Data entries |

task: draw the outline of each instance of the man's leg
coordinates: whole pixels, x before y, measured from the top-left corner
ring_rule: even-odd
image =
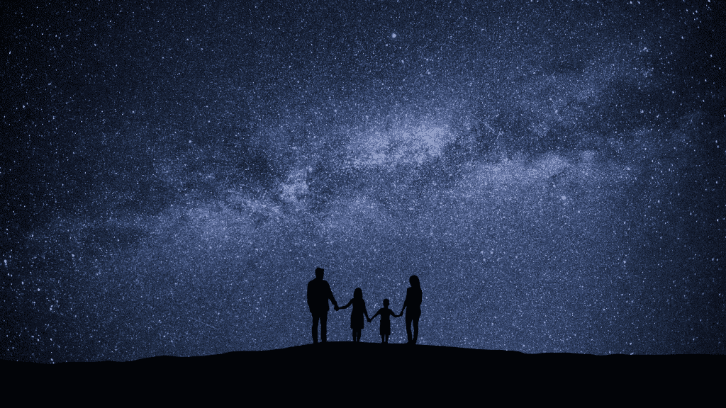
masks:
[[[411,321],[412,316],[408,311],[406,311],[406,335],[408,337],[409,343],[411,343]]]
[[[327,342],[327,310],[320,314],[320,340],[323,343]]]
[[[317,344],[317,321],[320,316],[317,313],[313,314],[313,344]],[[325,332],[325,325],[323,325],[323,332]],[[323,338],[325,338],[325,337]],[[325,341],[325,340],[324,340]]]

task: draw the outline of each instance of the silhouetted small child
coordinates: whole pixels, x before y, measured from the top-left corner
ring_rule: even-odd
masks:
[[[351,328],[353,329],[353,341],[359,343],[361,340],[361,330],[363,330],[363,315],[370,323],[370,318],[368,317],[368,311],[365,309],[365,301],[363,300],[363,290],[356,287],[353,291],[353,298],[344,306],[340,309],[346,309],[353,304],[353,311],[351,312]]]
[[[396,314],[392,310],[388,309],[388,300],[383,299],[383,307],[375,312],[373,317],[368,319],[368,322],[375,319],[375,317],[380,315],[380,342],[388,343],[388,336],[391,335],[391,317],[401,317],[400,314]]]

Task requirements | Recast the lines above as a two-column CSV with the headers label_task and mask_value. Make one row for each task, with the task's text in one quoted field and its answer in the other, line breaks turned into spaces and the picture left out.

Reply to the exercise |
label_task,mask_value
"task: draw the outline of each instance of the man's leg coordinates: whole pixels, x before y, measured from the top-left corner ring_rule: even-odd image = masks:","[[[411,321],[412,316],[408,311],[406,311],[406,335],[408,337],[409,343],[411,343]]] [[[327,342],[327,310],[320,314],[320,340],[323,343]]] [[[317,344],[317,321],[320,316],[317,313],[313,314],[313,344]],[[325,332],[325,325],[323,325],[323,332]],[[323,338],[325,338],[325,337]],[[325,341],[325,340],[324,340]]]"
"task: draw the outline of each instance of the silhouetted small child coordinates: whole pixels, x before y, measured from the top-left corner ring_rule: even-odd masks:","[[[351,328],[353,329],[353,341],[359,343],[361,340],[361,330],[363,330],[363,315],[370,323],[370,318],[368,317],[368,311],[365,309],[365,301],[363,300],[363,290],[356,287],[353,291],[353,298],[344,306],[340,309],[346,309],[353,304],[353,311],[351,312]]] [[[396,314],[392,310],[388,309],[388,300],[383,299],[383,307],[375,312],[373,317],[368,319],[368,322],[375,319],[375,317],[380,315],[380,342],[388,343],[388,336],[391,335],[391,317],[401,317],[400,314]]]"